**Tugas Wajib 1**. Ambil baris-baris dalam daftar, mulai dari baris yang memuat "Q: innermost point of each instance of the green fern" sampai baris terakhir daftar, lalu tuliskan kembali tanpa perubahan apa pun.

**Kutipan Tersedia**.
===
Langkah untuk menjaga integritas
profesi hakim, maka perilaku hakim dibingkai dengan kode etik hakim, yang
menjadi acuan dan pedoman perilaku hakim dalam memeriksa, mengadili, dan
memutus perkara-perkara yang diajukan kepadanya. Oleh karena itu keberadaan
kode etik hakim sebagai pedoman perilaku hakim sangat penting dan mutlak keberadaannya.
Berkaitan dengan etika hakim, secara umum Majelis Permusyawaratan Rakyat (MPR)
telah menetapkan etika dalam kehidupan berbangsa dan bernegara yang berlaku
bagi seluruh bangsa Indonesia. Hal ini tertuang di dalam Ketetapan MPR Nomor
VI/MPR/2001 tentang Etika Kehidupan Berbangsa, yang sampai saat ini ketetapan
MPR tersebut masih berlaku
(Kaelan & Proses
Reformasi, 2010).
===
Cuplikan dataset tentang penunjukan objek
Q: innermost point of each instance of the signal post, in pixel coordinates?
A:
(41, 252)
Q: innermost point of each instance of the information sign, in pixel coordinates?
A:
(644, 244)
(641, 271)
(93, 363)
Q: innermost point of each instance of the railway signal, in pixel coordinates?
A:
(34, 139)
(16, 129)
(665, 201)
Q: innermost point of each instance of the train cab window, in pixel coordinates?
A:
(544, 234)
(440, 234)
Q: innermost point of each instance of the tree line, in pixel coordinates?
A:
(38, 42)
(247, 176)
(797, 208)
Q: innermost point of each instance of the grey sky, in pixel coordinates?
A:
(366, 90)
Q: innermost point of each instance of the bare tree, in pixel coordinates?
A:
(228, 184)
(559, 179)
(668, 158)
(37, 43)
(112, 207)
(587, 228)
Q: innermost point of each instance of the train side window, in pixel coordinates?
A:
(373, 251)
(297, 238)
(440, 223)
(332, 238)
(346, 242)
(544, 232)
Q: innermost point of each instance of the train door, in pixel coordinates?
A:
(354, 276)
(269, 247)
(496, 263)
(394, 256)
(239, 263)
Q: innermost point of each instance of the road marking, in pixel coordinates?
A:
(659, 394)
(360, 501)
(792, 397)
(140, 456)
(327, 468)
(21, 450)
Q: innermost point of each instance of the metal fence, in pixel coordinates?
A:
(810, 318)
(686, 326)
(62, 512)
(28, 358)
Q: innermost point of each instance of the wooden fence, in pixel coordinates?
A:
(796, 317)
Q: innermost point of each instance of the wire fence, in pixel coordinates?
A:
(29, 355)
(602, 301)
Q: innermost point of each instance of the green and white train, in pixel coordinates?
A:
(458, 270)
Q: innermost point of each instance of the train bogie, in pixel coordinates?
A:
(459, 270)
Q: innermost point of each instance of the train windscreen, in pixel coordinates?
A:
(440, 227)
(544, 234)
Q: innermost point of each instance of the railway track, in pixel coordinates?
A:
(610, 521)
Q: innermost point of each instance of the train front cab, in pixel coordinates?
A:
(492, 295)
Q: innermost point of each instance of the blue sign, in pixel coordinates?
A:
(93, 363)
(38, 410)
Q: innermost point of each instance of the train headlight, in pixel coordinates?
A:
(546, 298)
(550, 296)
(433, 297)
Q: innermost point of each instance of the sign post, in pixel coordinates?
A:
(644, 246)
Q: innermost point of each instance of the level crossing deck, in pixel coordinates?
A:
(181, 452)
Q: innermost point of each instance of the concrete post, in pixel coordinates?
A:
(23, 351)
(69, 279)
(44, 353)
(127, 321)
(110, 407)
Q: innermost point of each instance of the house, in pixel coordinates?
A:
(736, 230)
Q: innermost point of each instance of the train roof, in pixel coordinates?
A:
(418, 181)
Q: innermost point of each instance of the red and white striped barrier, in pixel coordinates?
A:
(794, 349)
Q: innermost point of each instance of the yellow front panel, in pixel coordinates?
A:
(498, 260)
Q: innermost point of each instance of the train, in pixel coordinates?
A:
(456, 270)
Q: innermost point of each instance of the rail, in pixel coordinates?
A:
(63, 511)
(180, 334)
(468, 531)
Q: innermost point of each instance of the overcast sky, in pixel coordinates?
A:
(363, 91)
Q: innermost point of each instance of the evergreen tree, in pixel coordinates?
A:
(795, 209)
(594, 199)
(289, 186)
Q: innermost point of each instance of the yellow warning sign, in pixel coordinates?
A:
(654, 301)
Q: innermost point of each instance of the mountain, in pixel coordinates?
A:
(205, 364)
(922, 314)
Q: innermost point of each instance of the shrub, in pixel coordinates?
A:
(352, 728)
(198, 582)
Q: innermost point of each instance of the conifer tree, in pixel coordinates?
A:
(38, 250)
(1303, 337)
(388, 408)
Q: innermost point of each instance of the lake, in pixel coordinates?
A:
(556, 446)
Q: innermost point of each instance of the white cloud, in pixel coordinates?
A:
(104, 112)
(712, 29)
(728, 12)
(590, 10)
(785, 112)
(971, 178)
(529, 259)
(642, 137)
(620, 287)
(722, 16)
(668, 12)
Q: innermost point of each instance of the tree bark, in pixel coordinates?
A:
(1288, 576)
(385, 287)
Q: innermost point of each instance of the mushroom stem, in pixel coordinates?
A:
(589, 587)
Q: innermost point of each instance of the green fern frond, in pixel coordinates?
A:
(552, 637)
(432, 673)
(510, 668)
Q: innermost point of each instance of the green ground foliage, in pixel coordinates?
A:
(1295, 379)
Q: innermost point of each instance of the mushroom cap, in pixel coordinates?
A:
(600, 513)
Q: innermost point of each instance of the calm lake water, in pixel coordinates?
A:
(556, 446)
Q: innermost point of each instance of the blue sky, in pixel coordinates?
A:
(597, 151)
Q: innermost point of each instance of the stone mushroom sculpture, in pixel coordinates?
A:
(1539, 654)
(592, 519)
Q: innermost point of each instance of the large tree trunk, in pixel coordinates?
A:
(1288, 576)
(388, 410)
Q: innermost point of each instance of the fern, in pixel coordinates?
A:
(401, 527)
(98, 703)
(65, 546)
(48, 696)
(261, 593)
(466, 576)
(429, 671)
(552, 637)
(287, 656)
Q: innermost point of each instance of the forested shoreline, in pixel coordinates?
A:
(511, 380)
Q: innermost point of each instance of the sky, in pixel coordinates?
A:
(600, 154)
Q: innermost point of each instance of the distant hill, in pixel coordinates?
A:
===
**Tugas Wajib 2**. Menurut kutipan tentang kode etik hakim, ketetapan MPR mana yang memuat etika kehidupan berbangsa dan bernegara?

**Jawaban Tertulis 1**.
Q: innermost point of each instance of the green fern frond, in pixel coordinates?
A:
(552, 637)
(432, 673)
(510, 668)
Q: innermost point of each instance of the green ground foliage, in pixel coordinates?
A:
(1295, 379)
Q: innermost point of each instance of the mushroom cap, in pixel coordinates?
A:
(600, 513)
Q: innermost point of each instance of the calm lake water, in pixel coordinates?
A:
(556, 446)
Q: innermost point of each instance of the blue sky, in pixel coordinates?
A:
(597, 151)
Q: innermost point of each instance of the stone mushroom sculpture, in pixel coordinates?
A:
(1539, 654)
(592, 519)
Q: innermost point of each instance of the large tree trunk, in pixel coordinates?
A:
(1288, 576)
(388, 410)
Q: innermost point of each instance of the fern, in pixel coordinates?
A:
(401, 527)
(98, 703)
(65, 546)
(48, 696)
(261, 593)
(466, 576)
(429, 671)
(552, 637)
(287, 656)
Q: innermost point of each instance of the forested shoreline, in pixel coordinates?
A:
(511, 380)
Q: innermost point of each instance of the sky, in pixel coordinates?
A:
(600, 154)
Q: innermost point of each instance of the distant hill, in pixel coordinates?
A:

**Jawaban Tertulis 2**. Ketetapan MPR Nomor VI/MPR/2001 tentang Etika Kehidupan Berbangsa.